Assignment:
The response should hold each line from the entries below where "outline" is found.

Data provided: Begin

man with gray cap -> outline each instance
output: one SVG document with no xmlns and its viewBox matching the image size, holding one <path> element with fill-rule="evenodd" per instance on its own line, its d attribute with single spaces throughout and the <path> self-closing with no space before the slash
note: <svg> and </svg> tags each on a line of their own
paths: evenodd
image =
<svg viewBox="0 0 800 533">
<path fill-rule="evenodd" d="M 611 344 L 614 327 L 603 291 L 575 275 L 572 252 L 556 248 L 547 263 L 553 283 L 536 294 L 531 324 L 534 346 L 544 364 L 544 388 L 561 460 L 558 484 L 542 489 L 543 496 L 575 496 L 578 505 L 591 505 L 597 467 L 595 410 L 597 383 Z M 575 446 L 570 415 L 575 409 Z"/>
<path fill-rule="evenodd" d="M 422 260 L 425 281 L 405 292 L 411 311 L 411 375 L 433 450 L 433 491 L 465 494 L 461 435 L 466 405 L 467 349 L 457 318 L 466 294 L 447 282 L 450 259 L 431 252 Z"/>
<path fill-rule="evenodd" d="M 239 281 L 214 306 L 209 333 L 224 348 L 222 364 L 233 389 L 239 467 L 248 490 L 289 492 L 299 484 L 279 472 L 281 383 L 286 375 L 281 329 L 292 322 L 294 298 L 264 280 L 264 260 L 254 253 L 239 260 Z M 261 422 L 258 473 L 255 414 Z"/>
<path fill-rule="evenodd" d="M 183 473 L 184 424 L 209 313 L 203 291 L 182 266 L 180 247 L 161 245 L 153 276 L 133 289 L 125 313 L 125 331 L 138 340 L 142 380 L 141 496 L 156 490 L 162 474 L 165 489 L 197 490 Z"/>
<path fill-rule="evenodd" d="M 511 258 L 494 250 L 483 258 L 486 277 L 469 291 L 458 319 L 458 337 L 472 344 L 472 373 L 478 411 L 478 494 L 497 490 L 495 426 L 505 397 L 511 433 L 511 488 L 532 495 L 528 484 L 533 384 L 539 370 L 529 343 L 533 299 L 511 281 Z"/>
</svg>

Data provided: End
Data provided: Begin

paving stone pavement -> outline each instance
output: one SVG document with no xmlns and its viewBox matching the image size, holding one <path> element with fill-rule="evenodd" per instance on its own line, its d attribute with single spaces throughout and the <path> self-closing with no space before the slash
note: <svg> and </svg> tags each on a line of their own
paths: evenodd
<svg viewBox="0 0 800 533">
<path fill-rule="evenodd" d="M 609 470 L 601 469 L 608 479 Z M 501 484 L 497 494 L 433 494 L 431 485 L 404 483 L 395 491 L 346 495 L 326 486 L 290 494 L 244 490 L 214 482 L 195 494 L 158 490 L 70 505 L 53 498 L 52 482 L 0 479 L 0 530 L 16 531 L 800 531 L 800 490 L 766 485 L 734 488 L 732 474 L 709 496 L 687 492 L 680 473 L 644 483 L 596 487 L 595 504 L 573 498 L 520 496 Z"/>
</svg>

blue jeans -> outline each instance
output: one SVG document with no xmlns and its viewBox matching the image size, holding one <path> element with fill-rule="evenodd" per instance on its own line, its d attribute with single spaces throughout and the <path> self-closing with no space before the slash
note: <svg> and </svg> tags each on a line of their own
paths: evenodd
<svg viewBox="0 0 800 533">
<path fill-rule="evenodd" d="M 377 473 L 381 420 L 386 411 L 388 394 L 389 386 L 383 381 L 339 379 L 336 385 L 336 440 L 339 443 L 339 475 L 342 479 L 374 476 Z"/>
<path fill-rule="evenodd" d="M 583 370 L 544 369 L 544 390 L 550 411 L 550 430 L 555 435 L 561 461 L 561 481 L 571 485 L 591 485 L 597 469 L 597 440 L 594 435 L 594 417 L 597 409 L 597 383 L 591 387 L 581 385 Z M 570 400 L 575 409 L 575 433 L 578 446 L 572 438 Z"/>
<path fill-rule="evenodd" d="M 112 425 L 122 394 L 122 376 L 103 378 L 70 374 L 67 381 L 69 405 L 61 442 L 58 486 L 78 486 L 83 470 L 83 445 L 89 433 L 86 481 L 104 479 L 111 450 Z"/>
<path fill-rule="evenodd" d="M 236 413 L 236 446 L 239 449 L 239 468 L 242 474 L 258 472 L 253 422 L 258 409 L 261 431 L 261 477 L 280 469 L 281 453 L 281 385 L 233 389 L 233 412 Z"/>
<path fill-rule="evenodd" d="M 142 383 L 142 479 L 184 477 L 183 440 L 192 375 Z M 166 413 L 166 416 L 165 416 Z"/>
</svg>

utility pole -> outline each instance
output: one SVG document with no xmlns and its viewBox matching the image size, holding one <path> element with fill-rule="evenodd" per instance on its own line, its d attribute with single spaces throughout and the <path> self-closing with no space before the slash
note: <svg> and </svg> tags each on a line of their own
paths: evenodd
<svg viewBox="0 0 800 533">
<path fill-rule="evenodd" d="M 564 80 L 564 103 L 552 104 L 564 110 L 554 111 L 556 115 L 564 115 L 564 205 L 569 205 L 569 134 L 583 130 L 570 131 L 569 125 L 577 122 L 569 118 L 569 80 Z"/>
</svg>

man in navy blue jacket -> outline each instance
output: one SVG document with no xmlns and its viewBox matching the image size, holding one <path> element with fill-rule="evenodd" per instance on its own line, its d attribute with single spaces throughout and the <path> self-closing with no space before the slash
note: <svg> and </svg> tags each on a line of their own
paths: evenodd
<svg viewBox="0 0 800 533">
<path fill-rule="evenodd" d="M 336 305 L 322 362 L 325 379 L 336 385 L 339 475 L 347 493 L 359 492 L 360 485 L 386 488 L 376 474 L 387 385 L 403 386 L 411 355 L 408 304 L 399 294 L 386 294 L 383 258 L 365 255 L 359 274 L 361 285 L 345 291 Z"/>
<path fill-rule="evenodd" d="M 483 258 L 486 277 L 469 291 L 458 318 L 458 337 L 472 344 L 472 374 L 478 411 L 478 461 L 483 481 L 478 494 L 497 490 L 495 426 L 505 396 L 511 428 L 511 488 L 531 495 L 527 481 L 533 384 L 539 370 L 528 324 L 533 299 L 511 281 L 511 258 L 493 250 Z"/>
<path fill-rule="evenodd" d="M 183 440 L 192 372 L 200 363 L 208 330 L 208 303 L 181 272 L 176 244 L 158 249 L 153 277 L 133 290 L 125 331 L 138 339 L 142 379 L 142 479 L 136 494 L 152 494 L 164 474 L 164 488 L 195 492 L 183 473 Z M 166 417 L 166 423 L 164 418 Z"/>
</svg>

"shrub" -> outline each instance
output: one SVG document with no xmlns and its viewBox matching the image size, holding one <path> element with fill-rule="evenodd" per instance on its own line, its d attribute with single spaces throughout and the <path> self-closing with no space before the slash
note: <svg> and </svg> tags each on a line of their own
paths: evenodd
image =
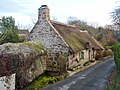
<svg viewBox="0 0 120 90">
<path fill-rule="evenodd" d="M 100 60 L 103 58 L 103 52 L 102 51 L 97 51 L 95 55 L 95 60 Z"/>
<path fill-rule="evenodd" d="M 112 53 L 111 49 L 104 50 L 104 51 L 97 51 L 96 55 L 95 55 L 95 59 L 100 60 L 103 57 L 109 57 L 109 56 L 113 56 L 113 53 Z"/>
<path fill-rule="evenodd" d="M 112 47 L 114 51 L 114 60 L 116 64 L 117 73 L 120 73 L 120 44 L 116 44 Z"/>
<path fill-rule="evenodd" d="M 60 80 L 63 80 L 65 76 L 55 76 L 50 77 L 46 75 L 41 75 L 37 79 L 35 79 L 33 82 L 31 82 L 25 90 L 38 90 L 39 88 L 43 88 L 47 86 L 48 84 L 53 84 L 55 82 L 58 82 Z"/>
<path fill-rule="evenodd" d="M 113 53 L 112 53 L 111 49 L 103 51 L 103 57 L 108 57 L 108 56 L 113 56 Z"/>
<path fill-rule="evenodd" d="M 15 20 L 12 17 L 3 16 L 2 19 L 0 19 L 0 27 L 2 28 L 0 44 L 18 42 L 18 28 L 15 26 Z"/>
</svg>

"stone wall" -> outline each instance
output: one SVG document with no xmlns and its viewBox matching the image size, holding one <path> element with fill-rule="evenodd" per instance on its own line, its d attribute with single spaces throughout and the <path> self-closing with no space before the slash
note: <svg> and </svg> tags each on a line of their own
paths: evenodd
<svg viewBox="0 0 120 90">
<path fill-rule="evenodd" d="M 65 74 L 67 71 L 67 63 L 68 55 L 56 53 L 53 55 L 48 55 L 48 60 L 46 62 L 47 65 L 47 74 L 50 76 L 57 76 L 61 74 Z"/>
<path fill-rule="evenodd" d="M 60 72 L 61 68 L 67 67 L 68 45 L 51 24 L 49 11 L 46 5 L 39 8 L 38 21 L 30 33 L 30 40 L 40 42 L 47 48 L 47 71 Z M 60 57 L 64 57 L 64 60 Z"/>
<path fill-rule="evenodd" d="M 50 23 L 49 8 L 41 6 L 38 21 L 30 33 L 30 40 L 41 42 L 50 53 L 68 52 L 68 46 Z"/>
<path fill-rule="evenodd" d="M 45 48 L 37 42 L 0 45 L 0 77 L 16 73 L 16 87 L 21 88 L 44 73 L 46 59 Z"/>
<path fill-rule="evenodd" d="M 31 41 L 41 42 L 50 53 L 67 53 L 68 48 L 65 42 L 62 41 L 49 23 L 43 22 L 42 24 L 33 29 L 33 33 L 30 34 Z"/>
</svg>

Data provided: End
Data provided: Begin

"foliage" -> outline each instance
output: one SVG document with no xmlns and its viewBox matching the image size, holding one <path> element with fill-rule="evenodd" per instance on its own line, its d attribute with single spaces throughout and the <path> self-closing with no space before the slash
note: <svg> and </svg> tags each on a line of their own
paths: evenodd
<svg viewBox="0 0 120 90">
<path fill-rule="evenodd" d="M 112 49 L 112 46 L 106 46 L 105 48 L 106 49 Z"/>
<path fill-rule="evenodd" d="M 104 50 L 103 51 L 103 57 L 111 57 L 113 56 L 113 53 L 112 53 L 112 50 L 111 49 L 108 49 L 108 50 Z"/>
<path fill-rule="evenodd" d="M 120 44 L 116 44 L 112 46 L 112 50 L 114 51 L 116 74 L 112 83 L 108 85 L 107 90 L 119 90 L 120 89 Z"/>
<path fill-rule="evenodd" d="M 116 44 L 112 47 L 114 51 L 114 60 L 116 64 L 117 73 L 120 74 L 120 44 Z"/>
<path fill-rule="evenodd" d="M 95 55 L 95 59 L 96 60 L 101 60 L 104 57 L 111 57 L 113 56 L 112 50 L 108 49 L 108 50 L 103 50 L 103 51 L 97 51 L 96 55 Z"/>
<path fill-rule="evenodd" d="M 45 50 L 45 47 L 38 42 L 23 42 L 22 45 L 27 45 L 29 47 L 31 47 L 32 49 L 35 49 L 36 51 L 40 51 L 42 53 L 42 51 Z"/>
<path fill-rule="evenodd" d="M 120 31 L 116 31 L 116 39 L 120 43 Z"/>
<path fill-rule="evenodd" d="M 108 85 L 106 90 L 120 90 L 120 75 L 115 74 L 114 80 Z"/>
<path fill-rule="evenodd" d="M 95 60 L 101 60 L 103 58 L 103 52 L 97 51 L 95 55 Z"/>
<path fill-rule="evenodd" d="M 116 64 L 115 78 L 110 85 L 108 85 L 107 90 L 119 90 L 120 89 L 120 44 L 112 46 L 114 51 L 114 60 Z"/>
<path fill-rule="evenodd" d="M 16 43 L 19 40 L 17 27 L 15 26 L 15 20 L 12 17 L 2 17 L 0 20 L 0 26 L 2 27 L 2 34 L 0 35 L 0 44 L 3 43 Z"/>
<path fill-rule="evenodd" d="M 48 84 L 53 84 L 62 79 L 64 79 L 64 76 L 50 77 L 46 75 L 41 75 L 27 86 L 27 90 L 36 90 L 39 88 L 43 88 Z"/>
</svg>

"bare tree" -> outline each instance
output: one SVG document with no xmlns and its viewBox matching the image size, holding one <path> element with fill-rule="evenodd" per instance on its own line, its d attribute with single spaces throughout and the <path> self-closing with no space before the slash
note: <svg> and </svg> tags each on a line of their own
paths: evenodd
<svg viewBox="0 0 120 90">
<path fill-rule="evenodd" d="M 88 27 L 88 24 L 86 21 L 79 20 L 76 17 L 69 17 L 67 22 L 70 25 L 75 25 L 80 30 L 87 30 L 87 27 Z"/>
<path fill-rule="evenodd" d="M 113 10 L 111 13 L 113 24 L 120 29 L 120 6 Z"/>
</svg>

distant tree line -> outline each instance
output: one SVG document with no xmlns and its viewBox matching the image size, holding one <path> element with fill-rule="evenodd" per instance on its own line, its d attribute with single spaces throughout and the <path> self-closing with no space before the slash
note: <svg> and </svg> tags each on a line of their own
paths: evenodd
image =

Data provided: End

Response area:
man with gray cap -> outline each instance
paving stone pavement -> outline each instance
blue jeans -> outline each instance
utility pole -> outline each instance
man in navy blue jacket -> outline each instance
"shrub" -> outline each instance
"stone wall" -> outline each instance
"foliage" -> outline each instance
"bare tree" -> outline each instance
distant tree line -> outline each instance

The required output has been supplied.